Data to examine: Begin
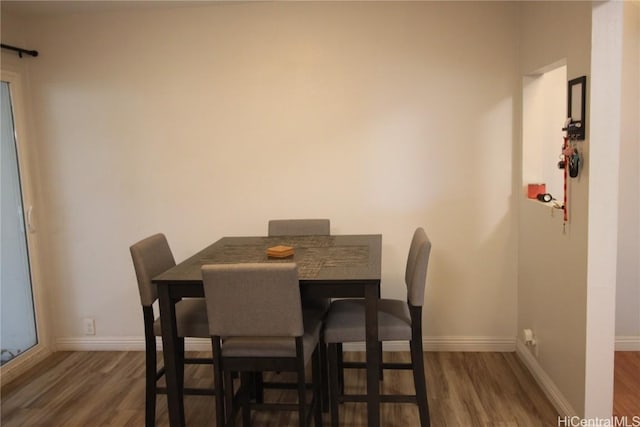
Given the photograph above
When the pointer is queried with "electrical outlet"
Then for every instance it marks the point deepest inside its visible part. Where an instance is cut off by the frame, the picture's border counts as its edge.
(89, 326)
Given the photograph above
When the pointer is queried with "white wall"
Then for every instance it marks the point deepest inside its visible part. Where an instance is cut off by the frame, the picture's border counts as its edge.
(207, 121)
(628, 281)
(552, 264)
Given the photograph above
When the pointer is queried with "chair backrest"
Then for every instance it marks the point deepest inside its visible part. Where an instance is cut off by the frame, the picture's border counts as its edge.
(299, 227)
(151, 256)
(417, 263)
(260, 299)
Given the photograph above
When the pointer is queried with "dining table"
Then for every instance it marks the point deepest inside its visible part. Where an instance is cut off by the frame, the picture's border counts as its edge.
(333, 266)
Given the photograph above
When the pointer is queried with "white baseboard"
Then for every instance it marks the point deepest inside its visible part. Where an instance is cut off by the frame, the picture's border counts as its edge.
(497, 344)
(554, 394)
(628, 343)
(469, 344)
(23, 363)
(122, 344)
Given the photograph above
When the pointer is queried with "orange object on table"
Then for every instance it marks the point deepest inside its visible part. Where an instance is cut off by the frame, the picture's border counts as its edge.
(534, 189)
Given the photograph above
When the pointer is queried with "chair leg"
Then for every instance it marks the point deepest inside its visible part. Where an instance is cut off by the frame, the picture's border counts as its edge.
(316, 368)
(218, 380)
(245, 385)
(228, 395)
(333, 352)
(419, 381)
(340, 356)
(150, 388)
(302, 395)
(324, 374)
(180, 361)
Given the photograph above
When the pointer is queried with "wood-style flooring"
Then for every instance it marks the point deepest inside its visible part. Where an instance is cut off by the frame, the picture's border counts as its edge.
(626, 385)
(107, 389)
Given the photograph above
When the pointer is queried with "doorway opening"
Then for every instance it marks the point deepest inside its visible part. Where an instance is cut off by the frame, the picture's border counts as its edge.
(544, 111)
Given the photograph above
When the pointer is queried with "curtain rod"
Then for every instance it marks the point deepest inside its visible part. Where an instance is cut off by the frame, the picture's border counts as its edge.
(19, 50)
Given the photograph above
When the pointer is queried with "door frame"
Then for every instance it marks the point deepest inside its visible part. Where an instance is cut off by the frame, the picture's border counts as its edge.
(27, 169)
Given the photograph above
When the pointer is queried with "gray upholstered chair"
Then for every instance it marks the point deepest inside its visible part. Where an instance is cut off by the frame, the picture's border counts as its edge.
(310, 304)
(397, 321)
(299, 227)
(257, 309)
(151, 257)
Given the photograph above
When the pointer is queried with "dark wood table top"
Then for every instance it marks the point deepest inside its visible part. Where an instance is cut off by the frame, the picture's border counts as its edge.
(319, 258)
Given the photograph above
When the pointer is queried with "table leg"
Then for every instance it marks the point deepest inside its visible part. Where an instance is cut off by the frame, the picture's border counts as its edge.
(373, 356)
(175, 396)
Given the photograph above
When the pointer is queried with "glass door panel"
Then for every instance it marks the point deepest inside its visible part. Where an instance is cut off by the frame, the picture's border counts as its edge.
(17, 317)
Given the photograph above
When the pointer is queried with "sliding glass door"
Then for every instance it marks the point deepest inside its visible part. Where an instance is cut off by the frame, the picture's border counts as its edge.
(17, 317)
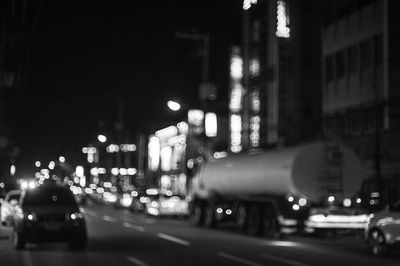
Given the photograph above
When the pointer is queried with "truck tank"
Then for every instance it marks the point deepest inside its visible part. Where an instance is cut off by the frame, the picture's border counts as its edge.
(312, 170)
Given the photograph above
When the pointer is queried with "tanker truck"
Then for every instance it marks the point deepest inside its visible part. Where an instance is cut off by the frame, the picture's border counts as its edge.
(308, 187)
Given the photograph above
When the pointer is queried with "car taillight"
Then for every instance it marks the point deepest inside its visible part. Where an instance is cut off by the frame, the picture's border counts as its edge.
(30, 216)
(75, 216)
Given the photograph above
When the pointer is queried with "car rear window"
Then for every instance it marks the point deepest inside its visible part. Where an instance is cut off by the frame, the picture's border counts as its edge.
(56, 196)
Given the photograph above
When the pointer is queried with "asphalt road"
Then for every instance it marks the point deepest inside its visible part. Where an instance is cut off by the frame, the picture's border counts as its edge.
(119, 237)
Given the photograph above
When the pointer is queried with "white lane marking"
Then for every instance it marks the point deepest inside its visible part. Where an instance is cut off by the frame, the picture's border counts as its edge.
(133, 226)
(173, 239)
(136, 261)
(109, 219)
(237, 259)
(282, 260)
(27, 258)
(91, 213)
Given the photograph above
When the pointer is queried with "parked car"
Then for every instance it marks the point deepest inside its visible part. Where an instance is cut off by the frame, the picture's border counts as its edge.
(7, 208)
(383, 230)
(49, 213)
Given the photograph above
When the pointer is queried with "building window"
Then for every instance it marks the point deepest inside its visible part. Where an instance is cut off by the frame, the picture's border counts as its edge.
(352, 59)
(329, 68)
(378, 50)
(340, 65)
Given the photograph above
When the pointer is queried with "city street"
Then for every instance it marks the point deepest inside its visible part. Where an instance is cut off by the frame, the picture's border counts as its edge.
(119, 237)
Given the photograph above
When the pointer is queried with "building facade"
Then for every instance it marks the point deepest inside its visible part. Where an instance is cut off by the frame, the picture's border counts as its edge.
(360, 95)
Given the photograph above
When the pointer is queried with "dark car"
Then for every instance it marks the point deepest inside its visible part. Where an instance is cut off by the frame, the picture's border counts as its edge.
(49, 213)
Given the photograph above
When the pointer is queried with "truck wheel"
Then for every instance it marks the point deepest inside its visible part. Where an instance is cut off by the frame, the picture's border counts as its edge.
(270, 223)
(196, 215)
(378, 243)
(209, 216)
(254, 221)
(241, 217)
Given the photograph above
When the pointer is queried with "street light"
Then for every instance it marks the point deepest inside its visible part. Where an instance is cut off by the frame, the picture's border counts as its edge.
(174, 106)
(102, 138)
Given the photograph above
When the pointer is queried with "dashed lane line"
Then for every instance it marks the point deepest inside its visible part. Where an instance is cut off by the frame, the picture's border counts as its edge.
(136, 261)
(109, 219)
(133, 226)
(173, 239)
(282, 260)
(237, 259)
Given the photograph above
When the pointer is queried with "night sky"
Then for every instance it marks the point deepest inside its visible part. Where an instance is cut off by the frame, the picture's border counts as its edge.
(86, 55)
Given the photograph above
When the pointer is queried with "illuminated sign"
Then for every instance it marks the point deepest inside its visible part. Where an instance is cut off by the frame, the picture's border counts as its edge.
(282, 20)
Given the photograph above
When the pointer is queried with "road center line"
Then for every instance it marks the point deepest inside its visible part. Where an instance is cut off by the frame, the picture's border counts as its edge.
(237, 259)
(136, 261)
(133, 226)
(109, 219)
(173, 239)
(282, 260)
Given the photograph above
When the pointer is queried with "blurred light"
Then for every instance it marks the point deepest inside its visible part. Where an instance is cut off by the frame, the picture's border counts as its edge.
(167, 132)
(123, 171)
(282, 20)
(195, 117)
(190, 163)
(132, 171)
(236, 68)
(247, 4)
(219, 155)
(174, 106)
(114, 171)
(347, 202)
(24, 184)
(102, 138)
(79, 171)
(375, 195)
(12, 170)
(152, 191)
(183, 128)
(32, 185)
(166, 155)
(211, 125)
(154, 153)
(144, 199)
(165, 181)
(236, 133)
(302, 202)
(52, 164)
(82, 181)
(94, 171)
(101, 170)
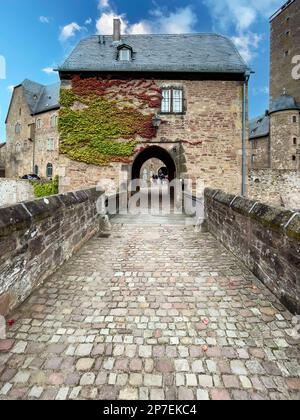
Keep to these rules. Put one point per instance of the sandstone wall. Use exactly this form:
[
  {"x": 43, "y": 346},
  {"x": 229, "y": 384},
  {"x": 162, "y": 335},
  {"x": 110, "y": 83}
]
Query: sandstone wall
[
  {"x": 275, "y": 187},
  {"x": 265, "y": 238},
  {"x": 37, "y": 237},
  {"x": 207, "y": 139},
  {"x": 285, "y": 37},
  {"x": 14, "y": 191}
]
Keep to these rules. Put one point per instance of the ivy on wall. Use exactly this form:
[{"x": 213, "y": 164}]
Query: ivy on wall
[
  {"x": 101, "y": 119},
  {"x": 45, "y": 189}
]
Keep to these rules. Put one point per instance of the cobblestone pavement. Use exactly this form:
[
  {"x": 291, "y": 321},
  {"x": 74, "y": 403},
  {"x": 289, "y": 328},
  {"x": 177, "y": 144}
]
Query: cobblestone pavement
[{"x": 157, "y": 312}]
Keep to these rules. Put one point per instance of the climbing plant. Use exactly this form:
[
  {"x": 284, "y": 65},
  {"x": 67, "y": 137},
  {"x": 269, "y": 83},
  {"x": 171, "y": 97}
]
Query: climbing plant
[
  {"x": 102, "y": 120},
  {"x": 45, "y": 189}
]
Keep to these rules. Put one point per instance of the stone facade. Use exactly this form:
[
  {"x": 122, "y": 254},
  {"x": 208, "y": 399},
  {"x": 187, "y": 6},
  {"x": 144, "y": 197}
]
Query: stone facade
[
  {"x": 32, "y": 142},
  {"x": 276, "y": 187},
  {"x": 285, "y": 44},
  {"x": 259, "y": 155},
  {"x": 2, "y": 159},
  {"x": 37, "y": 237},
  {"x": 266, "y": 239},
  {"x": 14, "y": 191},
  {"x": 205, "y": 141},
  {"x": 285, "y": 140}
]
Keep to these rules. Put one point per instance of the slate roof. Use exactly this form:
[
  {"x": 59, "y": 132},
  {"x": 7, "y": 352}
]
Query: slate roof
[
  {"x": 41, "y": 98},
  {"x": 259, "y": 127},
  {"x": 197, "y": 53}
]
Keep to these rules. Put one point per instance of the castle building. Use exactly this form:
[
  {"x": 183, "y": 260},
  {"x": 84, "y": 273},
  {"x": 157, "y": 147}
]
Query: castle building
[
  {"x": 32, "y": 140},
  {"x": 275, "y": 136},
  {"x": 127, "y": 99}
]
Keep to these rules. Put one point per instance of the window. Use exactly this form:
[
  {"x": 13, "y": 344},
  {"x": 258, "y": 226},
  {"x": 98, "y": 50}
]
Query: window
[
  {"x": 172, "y": 102},
  {"x": 50, "y": 145},
  {"x": 18, "y": 128},
  {"x": 53, "y": 121},
  {"x": 254, "y": 144},
  {"x": 124, "y": 54},
  {"x": 49, "y": 170}
]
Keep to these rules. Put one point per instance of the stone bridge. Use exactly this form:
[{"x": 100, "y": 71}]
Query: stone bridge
[{"x": 153, "y": 310}]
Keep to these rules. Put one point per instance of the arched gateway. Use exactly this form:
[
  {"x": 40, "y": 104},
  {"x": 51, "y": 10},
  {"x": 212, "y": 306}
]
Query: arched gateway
[{"x": 154, "y": 152}]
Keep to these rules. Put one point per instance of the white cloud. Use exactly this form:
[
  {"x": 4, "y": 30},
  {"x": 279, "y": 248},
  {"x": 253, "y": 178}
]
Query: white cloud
[
  {"x": 44, "y": 19},
  {"x": 103, "y": 4},
  {"x": 247, "y": 44},
  {"x": 240, "y": 16},
  {"x": 182, "y": 20},
  {"x": 104, "y": 24},
  {"x": 69, "y": 31},
  {"x": 48, "y": 70}
]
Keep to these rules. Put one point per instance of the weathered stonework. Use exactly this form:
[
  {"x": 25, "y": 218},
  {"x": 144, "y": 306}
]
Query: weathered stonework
[
  {"x": 265, "y": 238},
  {"x": 283, "y": 147},
  {"x": 29, "y": 147},
  {"x": 285, "y": 44},
  {"x": 38, "y": 236},
  {"x": 14, "y": 191},
  {"x": 207, "y": 138},
  {"x": 259, "y": 156},
  {"x": 276, "y": 187}
]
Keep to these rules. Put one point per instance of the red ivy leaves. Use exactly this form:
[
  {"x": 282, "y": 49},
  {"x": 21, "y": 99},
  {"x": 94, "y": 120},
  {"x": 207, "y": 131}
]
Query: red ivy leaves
[{"x": 145, "y": 91}]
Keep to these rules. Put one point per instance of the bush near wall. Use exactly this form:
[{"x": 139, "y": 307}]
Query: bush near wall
[
  {"x": 101, "y": 119},
  {"x": 45, "y": 189}
]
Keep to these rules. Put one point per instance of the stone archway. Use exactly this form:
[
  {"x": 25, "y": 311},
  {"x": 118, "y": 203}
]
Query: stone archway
[{"x": 154, "y": 152}]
Data to examine: End
▶ What you have to do
Search the entries above for the word "dark" and copy each line where it appears.

▶ Answer below
When the pointer is queried with "dark wood table top"
When the pointer is queried with "dark car"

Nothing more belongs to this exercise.